Which lines in the data below contain the word "blue", with case counting? Pull out every such line and copy it.
— BEGIN —
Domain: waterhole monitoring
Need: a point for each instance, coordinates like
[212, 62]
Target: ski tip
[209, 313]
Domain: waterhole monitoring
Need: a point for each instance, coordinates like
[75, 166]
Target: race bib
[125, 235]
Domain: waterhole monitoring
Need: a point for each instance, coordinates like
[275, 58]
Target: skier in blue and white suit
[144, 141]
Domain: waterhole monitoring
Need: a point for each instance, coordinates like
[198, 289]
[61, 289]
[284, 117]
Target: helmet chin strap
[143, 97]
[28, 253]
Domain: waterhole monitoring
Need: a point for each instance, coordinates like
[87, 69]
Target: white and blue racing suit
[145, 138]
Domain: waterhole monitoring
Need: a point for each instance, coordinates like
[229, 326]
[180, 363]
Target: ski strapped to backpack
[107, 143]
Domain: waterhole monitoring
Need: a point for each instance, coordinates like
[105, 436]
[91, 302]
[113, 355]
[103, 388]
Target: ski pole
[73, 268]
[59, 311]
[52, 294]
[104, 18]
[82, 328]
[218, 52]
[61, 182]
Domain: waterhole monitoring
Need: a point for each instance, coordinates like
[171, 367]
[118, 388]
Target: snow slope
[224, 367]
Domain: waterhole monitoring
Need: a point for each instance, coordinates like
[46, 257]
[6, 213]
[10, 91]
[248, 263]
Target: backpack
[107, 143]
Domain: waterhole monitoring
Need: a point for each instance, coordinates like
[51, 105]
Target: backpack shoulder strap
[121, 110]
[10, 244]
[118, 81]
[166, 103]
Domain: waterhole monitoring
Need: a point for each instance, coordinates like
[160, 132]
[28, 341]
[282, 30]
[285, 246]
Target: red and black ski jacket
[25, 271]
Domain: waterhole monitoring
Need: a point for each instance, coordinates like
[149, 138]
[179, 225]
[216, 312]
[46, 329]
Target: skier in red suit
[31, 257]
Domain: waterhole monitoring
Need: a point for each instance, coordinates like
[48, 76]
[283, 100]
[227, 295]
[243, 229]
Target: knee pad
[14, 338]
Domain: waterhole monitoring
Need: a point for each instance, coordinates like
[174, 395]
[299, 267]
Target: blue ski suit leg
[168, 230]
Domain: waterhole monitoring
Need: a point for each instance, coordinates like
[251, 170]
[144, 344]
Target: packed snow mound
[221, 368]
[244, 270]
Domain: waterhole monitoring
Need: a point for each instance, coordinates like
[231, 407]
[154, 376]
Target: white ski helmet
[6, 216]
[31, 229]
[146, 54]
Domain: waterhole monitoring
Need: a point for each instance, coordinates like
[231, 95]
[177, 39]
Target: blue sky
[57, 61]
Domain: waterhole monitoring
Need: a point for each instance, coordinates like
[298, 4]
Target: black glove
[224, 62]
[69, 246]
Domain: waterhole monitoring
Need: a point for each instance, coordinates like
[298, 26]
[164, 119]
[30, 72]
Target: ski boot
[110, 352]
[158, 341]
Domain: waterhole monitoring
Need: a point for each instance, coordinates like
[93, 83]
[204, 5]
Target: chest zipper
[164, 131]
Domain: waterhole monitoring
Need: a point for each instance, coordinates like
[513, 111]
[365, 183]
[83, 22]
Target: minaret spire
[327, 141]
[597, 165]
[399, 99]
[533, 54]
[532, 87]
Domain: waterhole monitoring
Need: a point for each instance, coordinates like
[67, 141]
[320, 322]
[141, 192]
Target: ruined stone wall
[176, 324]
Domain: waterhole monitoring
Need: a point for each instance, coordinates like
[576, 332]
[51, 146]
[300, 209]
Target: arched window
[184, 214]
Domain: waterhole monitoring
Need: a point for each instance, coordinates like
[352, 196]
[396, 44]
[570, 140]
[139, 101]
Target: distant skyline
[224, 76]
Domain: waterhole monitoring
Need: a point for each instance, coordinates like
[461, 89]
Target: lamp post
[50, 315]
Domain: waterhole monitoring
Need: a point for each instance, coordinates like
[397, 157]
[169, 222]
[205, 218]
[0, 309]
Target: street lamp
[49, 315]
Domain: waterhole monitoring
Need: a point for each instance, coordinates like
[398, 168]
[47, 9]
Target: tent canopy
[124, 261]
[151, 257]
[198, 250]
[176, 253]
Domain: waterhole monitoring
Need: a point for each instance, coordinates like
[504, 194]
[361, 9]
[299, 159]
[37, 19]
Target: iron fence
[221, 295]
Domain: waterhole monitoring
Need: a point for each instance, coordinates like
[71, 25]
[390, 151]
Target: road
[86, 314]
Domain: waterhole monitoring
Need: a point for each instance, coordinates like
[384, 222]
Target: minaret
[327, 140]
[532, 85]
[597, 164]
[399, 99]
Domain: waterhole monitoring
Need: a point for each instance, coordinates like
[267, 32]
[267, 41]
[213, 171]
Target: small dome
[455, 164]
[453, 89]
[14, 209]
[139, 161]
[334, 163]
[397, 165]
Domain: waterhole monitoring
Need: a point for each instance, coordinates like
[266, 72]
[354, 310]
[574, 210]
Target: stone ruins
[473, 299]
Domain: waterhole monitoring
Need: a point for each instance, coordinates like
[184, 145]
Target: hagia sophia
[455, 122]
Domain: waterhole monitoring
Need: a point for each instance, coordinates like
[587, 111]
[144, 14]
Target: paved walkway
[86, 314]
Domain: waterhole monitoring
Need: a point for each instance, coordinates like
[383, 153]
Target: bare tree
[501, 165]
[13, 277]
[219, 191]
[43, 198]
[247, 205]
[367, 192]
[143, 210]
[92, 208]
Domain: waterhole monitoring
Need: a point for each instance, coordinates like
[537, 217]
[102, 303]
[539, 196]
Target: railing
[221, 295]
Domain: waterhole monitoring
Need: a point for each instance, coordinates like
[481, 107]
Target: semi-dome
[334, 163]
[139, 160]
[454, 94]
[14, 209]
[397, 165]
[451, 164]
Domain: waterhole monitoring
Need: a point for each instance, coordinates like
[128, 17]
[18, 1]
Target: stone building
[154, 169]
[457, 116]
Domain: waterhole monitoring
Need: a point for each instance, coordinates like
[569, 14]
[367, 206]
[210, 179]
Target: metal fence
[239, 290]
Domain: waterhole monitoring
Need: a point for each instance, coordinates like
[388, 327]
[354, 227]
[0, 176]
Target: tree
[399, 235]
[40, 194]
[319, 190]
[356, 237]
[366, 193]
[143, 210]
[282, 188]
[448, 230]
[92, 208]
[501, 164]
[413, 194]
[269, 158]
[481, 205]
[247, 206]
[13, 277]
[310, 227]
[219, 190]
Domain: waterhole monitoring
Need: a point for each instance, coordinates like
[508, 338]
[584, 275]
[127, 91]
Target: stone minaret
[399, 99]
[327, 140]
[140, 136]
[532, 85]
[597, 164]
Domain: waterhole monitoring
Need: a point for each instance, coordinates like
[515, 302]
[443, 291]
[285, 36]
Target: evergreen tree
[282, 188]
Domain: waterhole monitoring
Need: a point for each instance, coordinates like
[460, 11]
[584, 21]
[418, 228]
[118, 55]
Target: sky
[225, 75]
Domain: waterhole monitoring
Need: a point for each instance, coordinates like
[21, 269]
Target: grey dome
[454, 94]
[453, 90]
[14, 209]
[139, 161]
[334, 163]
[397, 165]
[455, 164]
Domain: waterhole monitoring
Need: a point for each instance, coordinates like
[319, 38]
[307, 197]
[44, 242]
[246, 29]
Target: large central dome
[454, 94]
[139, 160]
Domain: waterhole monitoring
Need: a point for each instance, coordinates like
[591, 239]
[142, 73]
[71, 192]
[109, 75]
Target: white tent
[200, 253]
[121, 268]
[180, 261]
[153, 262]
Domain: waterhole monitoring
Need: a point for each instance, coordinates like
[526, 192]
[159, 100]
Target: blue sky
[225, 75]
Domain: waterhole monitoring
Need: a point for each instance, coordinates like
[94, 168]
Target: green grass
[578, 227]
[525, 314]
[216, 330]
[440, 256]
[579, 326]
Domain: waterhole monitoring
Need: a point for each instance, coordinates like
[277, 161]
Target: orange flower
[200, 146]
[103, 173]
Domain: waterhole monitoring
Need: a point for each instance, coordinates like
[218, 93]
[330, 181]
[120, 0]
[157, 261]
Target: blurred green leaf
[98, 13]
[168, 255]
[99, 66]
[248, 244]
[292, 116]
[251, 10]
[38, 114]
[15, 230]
— END —
» Finished exercise:
Target: skier in blue and white suit
Target: white and blue racing suit
Target: blue ski suit leg
Target: blue sky
Target: blue sky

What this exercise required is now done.